Image location labeling entries:
══════════
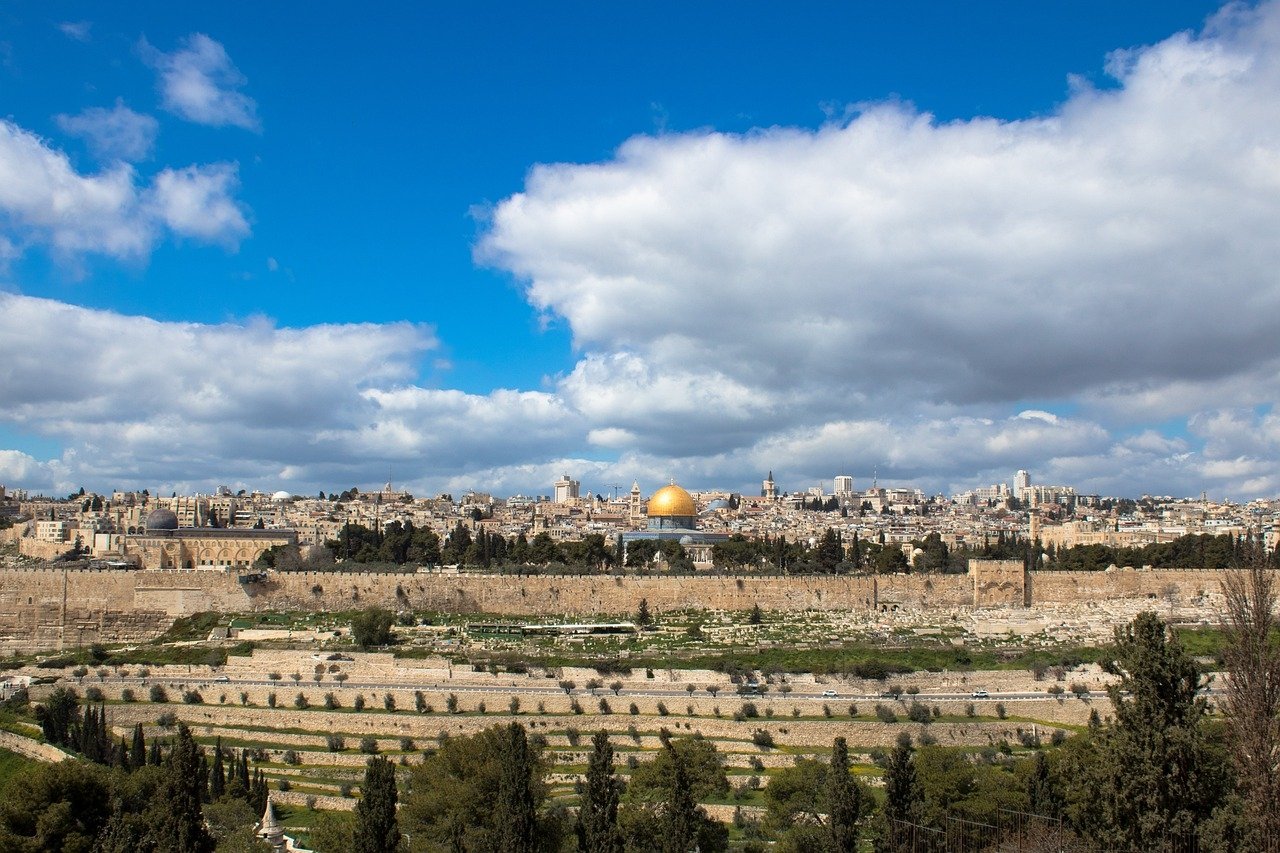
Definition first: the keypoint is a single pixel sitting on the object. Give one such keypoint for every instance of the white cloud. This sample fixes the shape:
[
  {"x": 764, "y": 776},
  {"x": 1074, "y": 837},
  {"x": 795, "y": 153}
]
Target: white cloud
[
  {"x": 115, "y": 133},
  {"x": 200, "y": 83},
  {"x": 45, "y": 200},
  {"x": 77, "y": 30},
  {"x": 197, "y": 201}
]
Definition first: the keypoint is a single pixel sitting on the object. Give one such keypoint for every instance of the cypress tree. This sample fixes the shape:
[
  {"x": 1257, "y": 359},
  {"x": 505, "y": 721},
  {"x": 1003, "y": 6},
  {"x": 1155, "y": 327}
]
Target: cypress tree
[
  {"x": 176, "y": 813},
  {"x": 218, "y": 780},
  {"x": 376, "y": 830},
  {"x": 680, "y": 816},
  {"x": 515, "y": 810},
  {"x": 844, "y": 801},
  {"x": 138, "y": 749},
  {"x": 598, "y": 813},
  {"x": 904, "y": 797}
]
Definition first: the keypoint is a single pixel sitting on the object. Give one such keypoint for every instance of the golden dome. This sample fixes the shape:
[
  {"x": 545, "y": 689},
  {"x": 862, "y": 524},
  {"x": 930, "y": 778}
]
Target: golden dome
[{"x": 671, "y": 501}]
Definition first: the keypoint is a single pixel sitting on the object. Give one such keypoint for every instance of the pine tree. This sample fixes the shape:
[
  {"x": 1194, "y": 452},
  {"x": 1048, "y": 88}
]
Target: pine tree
[
  {"x": 844, "y": 801},
  {"x": 1151, "y": 776},
  {"x": 598, "y": 812},
  {"x": 904, "y": 798},
  {"x": 376, "y": 830},
  {"x": 515, "y": 810},
  {"x": 680, "y": 819},
  {"x": 218, "y": 779},
  {"x": 176, "y": 816}
]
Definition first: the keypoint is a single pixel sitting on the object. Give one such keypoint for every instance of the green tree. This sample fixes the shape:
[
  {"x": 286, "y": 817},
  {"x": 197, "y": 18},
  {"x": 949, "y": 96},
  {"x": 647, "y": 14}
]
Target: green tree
[
  {"x": 449, "y": 803},
  {"x": 844, "y": 801},
  {"x": 56, "y": 808},
  {"x": 516, "y": 806},
  {"x": 176, "y": 816},
  {"x": 373, "y": 626},
  {"x": 904, "y": 798},
  {"x": 598, "y": 812},
  {"x": 376, "y": 830},
  {"x": 1150, "y": 779}
]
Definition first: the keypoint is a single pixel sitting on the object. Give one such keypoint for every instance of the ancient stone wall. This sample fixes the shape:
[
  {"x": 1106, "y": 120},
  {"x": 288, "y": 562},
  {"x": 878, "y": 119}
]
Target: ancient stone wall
[{"x": 55, "y": 607}]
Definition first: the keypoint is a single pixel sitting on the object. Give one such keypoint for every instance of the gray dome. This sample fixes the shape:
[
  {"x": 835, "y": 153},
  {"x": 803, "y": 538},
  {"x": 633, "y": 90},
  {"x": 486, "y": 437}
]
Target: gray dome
[{"x": 161, "y": 520}]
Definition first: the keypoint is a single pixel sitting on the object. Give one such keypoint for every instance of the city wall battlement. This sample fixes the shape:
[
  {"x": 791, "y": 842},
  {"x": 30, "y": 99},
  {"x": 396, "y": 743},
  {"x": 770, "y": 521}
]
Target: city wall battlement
[{"x": 50, "y": 607}]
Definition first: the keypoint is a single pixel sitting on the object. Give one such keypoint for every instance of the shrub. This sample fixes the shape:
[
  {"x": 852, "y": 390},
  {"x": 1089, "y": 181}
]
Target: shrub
[{"x": 885, "y": 714}]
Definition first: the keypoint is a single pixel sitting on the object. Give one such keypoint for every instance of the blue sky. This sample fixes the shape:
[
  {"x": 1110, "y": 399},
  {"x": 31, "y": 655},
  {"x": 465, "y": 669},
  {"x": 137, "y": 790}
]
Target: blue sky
[{"x": 476, "y": 246}]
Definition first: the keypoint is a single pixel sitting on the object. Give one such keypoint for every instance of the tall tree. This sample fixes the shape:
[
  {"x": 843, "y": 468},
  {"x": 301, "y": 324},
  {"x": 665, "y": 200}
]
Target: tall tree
[
  {"x": 516, "y": 807},
  {"x": 904, "y": 798},
  {"x": 1252, "y": 703},
  {"x": 1150, "y": 779},
  {"x": 176, "y": 816},
  {"x": 598, "y": 812},
  {"x": 376, "y": 830},
  {"x": 680, "y": 815},
  {"x": 844, "y": 801}
]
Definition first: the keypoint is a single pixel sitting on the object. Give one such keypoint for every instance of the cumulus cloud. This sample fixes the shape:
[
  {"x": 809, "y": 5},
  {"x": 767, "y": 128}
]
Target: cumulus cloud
[
  {"x": 200, "y": 83},
  {"x": 45, "y": 200},
  {"x": 115, "y": 133},
  {"x": 77, "y": 30},
  {"x": 923, "y": 293}
]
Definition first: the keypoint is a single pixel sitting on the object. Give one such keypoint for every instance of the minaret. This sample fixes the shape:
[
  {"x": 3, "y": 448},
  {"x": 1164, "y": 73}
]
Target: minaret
[
  {"x": 269, "y": 830},
  {"x": 768, "y": 489},
  {"x": 635, "y": 503}
]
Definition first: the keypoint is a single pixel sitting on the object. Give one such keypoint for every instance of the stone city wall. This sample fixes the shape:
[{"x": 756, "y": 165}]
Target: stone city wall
[{"x": 49, "y": 607}]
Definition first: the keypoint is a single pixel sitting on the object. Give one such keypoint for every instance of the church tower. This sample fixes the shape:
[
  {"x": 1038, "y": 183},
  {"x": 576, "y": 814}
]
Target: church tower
[{"x": 768, "y": 489}]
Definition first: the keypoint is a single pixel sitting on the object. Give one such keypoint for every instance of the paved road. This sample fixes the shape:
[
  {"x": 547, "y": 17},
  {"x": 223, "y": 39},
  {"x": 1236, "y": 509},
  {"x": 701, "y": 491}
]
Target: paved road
[{"x": 552, "y": 689}]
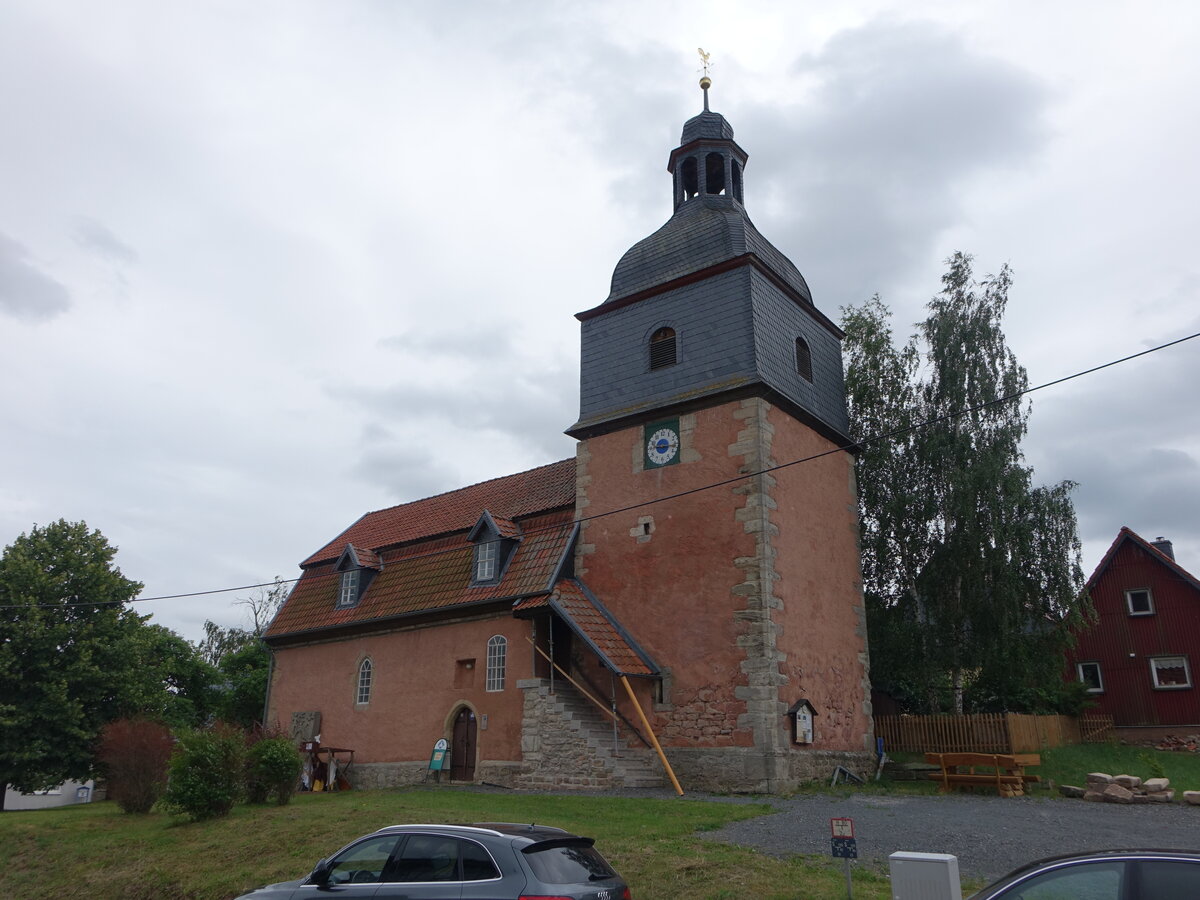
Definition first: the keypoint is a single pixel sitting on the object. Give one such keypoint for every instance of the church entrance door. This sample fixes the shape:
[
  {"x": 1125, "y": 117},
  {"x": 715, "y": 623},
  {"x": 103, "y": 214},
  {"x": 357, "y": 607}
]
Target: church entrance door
[{"x": 462, "y": 748}]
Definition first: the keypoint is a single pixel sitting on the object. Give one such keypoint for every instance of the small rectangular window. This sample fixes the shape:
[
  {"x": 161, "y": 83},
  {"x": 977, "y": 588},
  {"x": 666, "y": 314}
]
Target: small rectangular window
[
  {"x": 1140, "y": 603},
  {"x": 349, "y": 591},
  {"x": 1170, "y": 672},
  {"x": 1090, "y": 675},
  {"x": 485, "y": 562}
]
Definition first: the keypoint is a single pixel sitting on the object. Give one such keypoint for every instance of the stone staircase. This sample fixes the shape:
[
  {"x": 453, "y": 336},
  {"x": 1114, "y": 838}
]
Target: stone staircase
[{"x": 575, "y": 744}]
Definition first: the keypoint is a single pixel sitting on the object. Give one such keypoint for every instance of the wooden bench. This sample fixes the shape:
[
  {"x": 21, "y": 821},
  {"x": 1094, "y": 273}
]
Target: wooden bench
══════════
▶ _INSTRUCTIONS FOR THE TASK_
Place every line of the records above into a Markdown table with the columns "Number" and "Entry", skipping blank lines. Leave the pictures out.

▶ _EXPECTED ANSWER_
| Number | Entry |
|---|---|
| 1 | Definition first: the keypoint is a single pixel sitting on the object. Give one such keypoint for every instance of the white cloud. This sample fixes the shape: |
| 2 | [ |
| 3 |   {"x": 764, "y": 776}, |
| 4 |   {"x": 1074, "y": 837}, |
| 5 |   {"x": 795, "y": 153} |
| 6 | ] |
| 7 | Target: white cloud |
| 8 | [ |
| 9 |   {"x": 115, "y": 133}, |
| 10 |   {"x": 200, "y": 83}, |
| 11 |   {"x": 45, "y": 200}, |
| 12 |   {"x": 77, "y": 30}, |
| 13 |   {"x": 197, "y": 201} |
| 14 | ] |
| 15 | Definition first: the keypoint is a single pixel sitting on the object. Give one such keypoint for every instance of the cypress tree. This sample fixes the shape: |
| 16 | [ |
| 17 |   {"x": 1257, "y": 359}, |
| 18 |   {"x": 505, "y": 721}, |
| 19 |   {"x": 1003, "y": 6}, |
| 20 |   {"x": 1155, "y": 327} |
| 21 | ] |
| 22 | Target: cypress tree |
| 23 | [ |
| 24 |   {"x": 176, "y": 813}, |
| 25 |   {"x": 218, "y": 780}, |
| 26 |   {"x": 376, "y": 830}, |
| 27 |   {"x": 680, "y": 816}, |
| 28 |   {"x": 515, "y": 810}, |
| 29 |   {"x": 844, "y": 801}, |
| 30 |   {"x": 138, "y": 749}, |
| 31 |   {"x": 598, "y": 813}, |
| 32 |   {"x": 904, "y": 797} |
| 33 | ] |
| 34 | Definition first: the keypoint is a single pixel sitting on the object. Give one such keypoint for every instance of the golden dome. This sample fixes the shape: |
| 35 | [ |
| 36 |   {"x": 545, "y": 689}, |
| 37 |   {"x": 862, "y": 524}, |
| 38 |   {"x": 930, "y": 778} |
| 39 | ] |
| 40 | Target: golden dome |
| 41 | [{"x": 671, "y": 501}] |
| 42 | Definition first: the keypoint is a single pixel sitting on the object. Give one such keypoint for every instance of the pine tree. This sample fixes the shape: |
| 43 | [ |
| 44 |   {"x": 1194, "y": 452}, |
| 45 |   {"x": 1048, "y": 88} |
| 46 | ] |
| 47 | Target: pine tree |
| 48 | [ |
| 49 |   {"x": 844, "y": 801}, |
| 50 |   {"x": 1151, "y": 776}, |
| 51 |   {"x": 598, "y": 812}, |
| 52 |   {"x": 904, "y": 798}, |
| 53 |   {"x": 376, "y": 830}, |
| 54 |   {"x": 515, "y": 810}, |
| 55 |   {"x": 680, "y": 819}, |
| 56 |   {"x": 218, "y": 779}, |
| 57 |   {"x": 176, "y": 816} |
| 58 | ] |
| 59 | Definition first: the keypoint is a single pixel sitting on the object. Give one such keypoint for every instance of the green tree. This sample fixes the shape: |
| 60 | [ |
| 61 |   {"x": 286, "y": 817}, |
| 62 |   {"x": 197, "y": 18}, |
| 63 |   {"x": 949, "y": 96}, |
| 64 |   {"x": 647, "y": 14} |
| 65 | ] |
| 66 | Target: green tree |
| 67 | [ |
| 68 |   {"x": 449, "y": 803}, |
| 69 |   {"x": 844, "y": 801}, |
| 70 |   {"x": 56, "y": 808}, |
| 71 |   {"x": 516, "y": 806}, |
| 72 |   {"x": 176, "y": 816}, |
| 73 |   {"x": 373, "y": 626}, |
| 74 |   {"x": 904, "y": 798}, |
| 75 |   {"x": 598, "y": 812}, |
| 76 |   {"x": 376, "y": 830}, |
| 77 |   {"x": 1150, "y": 779} |
| 78 | ] |
| 79 | Definition first: the keypoint is a single pixel sitting on the object. Give one such keypoint for every instance of the ancient stone wall. This sample fixes the shape: |
| 80 | [ |
| 81 |   {"x": 1106, "y": 120}, |
| 82 |   {"x": 288, "y": 562}, |
| 83 |   {"x": 878, "y": 119} |
| 84 | ] |
| 85 | Target: ancient stone wall |
| 86 | [{"x": 55, "y": 607}] |
| 87 | Definition first: the keypoint is a single pixel sitting on the object. Give one such keypoint for every instance of the gray dome. This sample fixes the shape: |
| 88 | [ |
| 89 |   {"x": 835, "y": 153}, |
| 90 |   {"x": 803, "y": 538}, |
| 91 |   {"x": 633, "y": 90}, |
| 92 |   {"x": 486, "y": 437} |
| 93 | ] |
| 94 | Target: gray dome |
| 95 | [{"x": 161, "y": 520}] |
| 96 | Definition first: the keypoint is a single pixel sitting on the object. Give one such keypoint for every instance of the city wall battlement. This sample fixes the shape: |
| 97 | [ |
| 98 |   {"x": 791, "y": 842}, |
| 99 |   {"x": 30, "y": 99}, |
| 100 |   {"x": 396, "y": 743}, |
| 101 |   {"x": 770, "y": 521} |
| 102 | ] |
| 103 | Target: city wall battlement |
| 104 | [{"x": 50, "y": 607}] |
| 105 | Definition first: the keypoint is a single pixel sitting on the object. Give one such keypoint for every instance of the shrub. This sample fixes the shape: |
| 106 | [ |
| 107 |   {"x": 852, "y": 390}, |
| 108 |   {"x": 1089, "y": 181} |
| 109 | ] |
| 110 | Target: shrub |
| 111 | [{"x": 885, "y": 714}] |
| 112 | Definition first: the keypoint is a single pixel sitting on the object. Give one such keypoint for every instance of the blue sky. This sample fixes the shape: |
| 113 | [ |
| 114 |   {"x": 1110, "y": 399}, |
| 115 |   {"x": 31, "y": 655}, |
| 116 |   {"x": 465, "y": 669}, |
| 117 |   {"x": 137, "y": 790} |
| 118 | ] |
| 119 | Target: blue sky |
| 120 | [{"x": 476, "y": 246}] |
| 121 | Definition first: the keypoint is a single pixel sitting on the object. Give one such keypoint for every instance of the tall tree. This sample fixes the shape: |
| 122 | [ |
| 123 |   {"x": 843, "y": 468}, |
| 124 |   {"x": 301, "y": 324}, |
| 125 |   {"x": 665, "y": 200} |
| 126 | ] |
| 127 | Target: tall tree |
| 128 | [ |
| 129 |   {"x": 516, "y": 807}, |
| 130 |   {"x": 904, "y": 798}, |
| 131 |   {"x": 1252, "y": 703}, |
| 132 |   {"x": 1150, "y": 779}, |
| 133 |   {"x": 176, "y": 816}, |
| 134 |   {"x": 598, "y": 812}, |
| 135 |   {"x": 376, "y": 830}, |
| 136 |   {"x": 680, "y": 815}, |
| 137 |   {"x": 844, "y": 801} |
| 138 | ] |
| 139 | Definition first: the keypoint is a single pixel sitting on the object. Give one such keypoint for every instance of the cumulus cloud. This sample fixes the shape: |
| 140 | [ |
| 141 |   {"x": 809, "y": 5}, |
| 142 |   {"x": 767, "y": 128} |
| 143 | ] |
| 144 | Target: cumulus cloud |
| 145 | [ |
| 146 |   {"x": 200, "y": 83}, |
| 147 |   {"x": 45, "y": 200}, |
| 148 |   {"x": 115, "y": 133}, |
| 149 |   {"x": 77, "y": 30}, |
| 150 |   {"x": 923, "y": 293} |
| 151 | ] |
| 152 | Definition first: the keypoint is a single pixel sitting on the object. Give one such keypoint for every instance of the minaret. This sample fixes the shape: |
| 153 | [ |
| 154 |   {"x": 3, "y": 448}, |
| 155 |   {"x": 1164, "y": 73} |
| 156 | ] |
| 157 | Target: minaret |
| 158 | [ |
| 159 |   {"x": 269, "y": 830}, |
| 160 |   {"x": 768, "y": 489}, |
| 161 |   {"x": 635, "y": 503} |
| 162 | ] |
| 163 | Definition first: the keypoint is a single pixel sitting on the object. Give one such keypoint for every instance of the stone city wall. This sample fixes the shape: |
| 164 | [{"x": 756, "y": 165}] |
| 165 | Target: stone city wall |
| 166 | [{"x": 49, "y": 607}] |
| 167 | Definition first: the keypoint is a single pixel sitting on the object. Give one such keypoint for every instance of the church tower. This sample fixes the shape: |
| 168 | [ |
| 169 |   {"x": 1038, "y": 183}, |
| 170 |   {"x": 576, "y": 814} |
| 171 | ] |
| 172 | Target: church tower |
| 173 | [{"x": 768, "y": 489}] |
| 174 | Definition first: the keypoint is a single pixel sitting on the object. Give one such keypoint for every instance of the paved road. This sample fixes the shape: |
| 175 | [ |
| 176 |   {"x": 547, "y": 17}, |
| 177 |   {"x": 223, "y": 39}, |
| 178 |   {"x": 1236, "y": 509}, |
| 179 |   {"x": 701, "y": 491} |
| 180 | ] |
| 181 | Target: paved road |
| 182 | [{"x": 552, "y": 689}] |
| 183 | Definition first: the keypoint is a single pixel sitting on the object. Give one such keypoint for every instance of the church entrance door. This sample fixes the shape: |
| 184 | [ |
| 185 |   {"x": 1125, "y": 117}, |
| 186 |   {"x": 715, "y": 623}, |
| 187 |   {"x": 103, "y": 214}, |
| 188 |   {"x": 357, "y": 607} |
| 189 | ] |
| 190 | Target: church entrance door |
| 191 | [{"x": 462, "y": 748}] |
| 192 | Definition first: the keypoint is a single pixel sitting on the object. Give one such keypoint for every instance of the small rectangular window. This sample fixes the shape: |
| 193 | [ |
| 194 |   {"x": 161, "y": 83}, |
| 195 |   {"x": 977, "y": 588}, |
| 196 |   {"x": 666, "y": 314} |
| 197 | ] |
| 198 | Target: small rectangular window |
| 199 | [ |
| 200 |   {"x": 1140, "y": 603}, |
| 201 |   {"x": 349, "y": 591}, |
| 202 |   {"x": 1170, "y": 672}, |
| 203 |   {"x": 1090, "y": 675}, |
| 204 |   {"x": 485, "y": 562} |
| 205 | ] |
| 206 | Definition first: the keypoint is a single pixel sitting on the object. Give one such keypoint for every instance of the stone staircase. This sample fixes the shape: |
| 207 | [ |
| 208 |   {"x": 453, "y": 336}, |
| 209 |   {"x": 1114, "y": 838} |
| 210 | ] |
| 211 | Target: stone staircase |
| 212 | [{"x": 575, "y": 744}] |
| 213 | Definition first: the keypoint is a single pixel sitting on the object. Give one such keypoint for every instance of the wooden bench. This sample fixes the shape: |
| 214 | [ |
| 215 |   {"x": 21, "y": 821}, |
| 216 |   {"x": 1094, "y": 273} |
| 217 | ] |
| 218 | Target: wooden bench |